» **Brief**:
Rewrite the lines of the data below as a numbered list, skipping any blank lines. Include only the lines from the one with "job: give the" to the one with "M422 284L385 277L378", both ends included.

(Data records)
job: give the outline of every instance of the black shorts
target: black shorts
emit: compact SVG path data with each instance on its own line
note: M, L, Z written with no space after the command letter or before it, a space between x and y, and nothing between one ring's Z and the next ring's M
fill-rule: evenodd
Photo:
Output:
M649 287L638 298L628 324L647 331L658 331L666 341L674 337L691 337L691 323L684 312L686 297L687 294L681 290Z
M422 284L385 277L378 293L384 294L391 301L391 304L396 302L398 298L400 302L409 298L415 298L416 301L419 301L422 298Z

...

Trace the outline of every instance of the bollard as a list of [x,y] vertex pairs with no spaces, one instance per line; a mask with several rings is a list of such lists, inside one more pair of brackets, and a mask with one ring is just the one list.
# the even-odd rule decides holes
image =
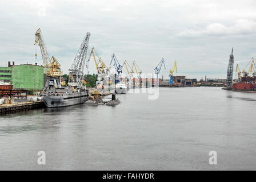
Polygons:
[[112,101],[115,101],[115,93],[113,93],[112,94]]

---

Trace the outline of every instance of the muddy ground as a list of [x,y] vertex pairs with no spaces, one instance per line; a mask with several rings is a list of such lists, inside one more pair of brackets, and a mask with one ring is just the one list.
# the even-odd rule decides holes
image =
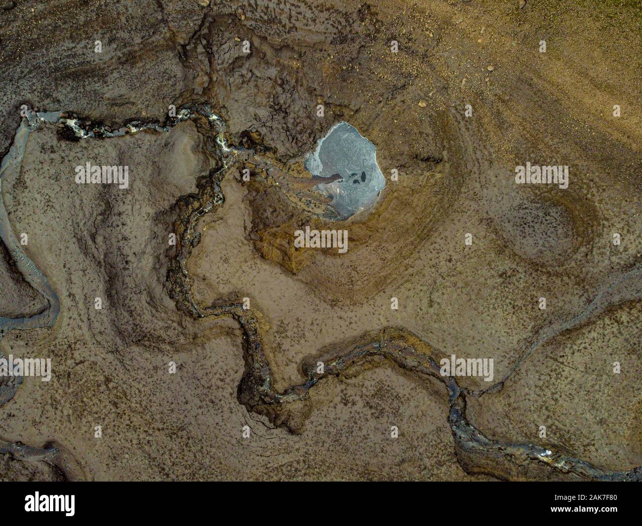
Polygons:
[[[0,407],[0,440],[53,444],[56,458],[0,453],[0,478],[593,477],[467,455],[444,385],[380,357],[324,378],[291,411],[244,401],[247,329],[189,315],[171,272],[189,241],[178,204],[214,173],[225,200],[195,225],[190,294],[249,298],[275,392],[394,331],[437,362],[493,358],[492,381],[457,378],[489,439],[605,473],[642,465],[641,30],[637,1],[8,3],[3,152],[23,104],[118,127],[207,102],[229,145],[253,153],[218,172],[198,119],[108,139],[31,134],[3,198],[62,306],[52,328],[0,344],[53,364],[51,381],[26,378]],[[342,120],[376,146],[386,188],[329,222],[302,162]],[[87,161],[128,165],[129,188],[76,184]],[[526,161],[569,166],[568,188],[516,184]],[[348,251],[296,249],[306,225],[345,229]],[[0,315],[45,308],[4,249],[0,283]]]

» **Worked answer**:
1. job: give the outline of every instance of the black shorts
2. target: black shorts
3. emit: compact SVG path data with each instance on its own line
4. note: M, L, Z written with no space after the command letter or before it, a space between x and y, and nothing between one ring's Z and the next ring's M
5. fill-rule: evenodd
6. Photo:
7. Output:
8. M649 287L638 298L628 324L647 331L658 331L666 341L674 337L691 337L691 323L684 312L686 297L687 294L681 290Z
9. M422 284L385 277L378 293L384 294L391 301L391 304L396 302L398 298L400 302L409 298L415 298L416 301L419 301L422 298Z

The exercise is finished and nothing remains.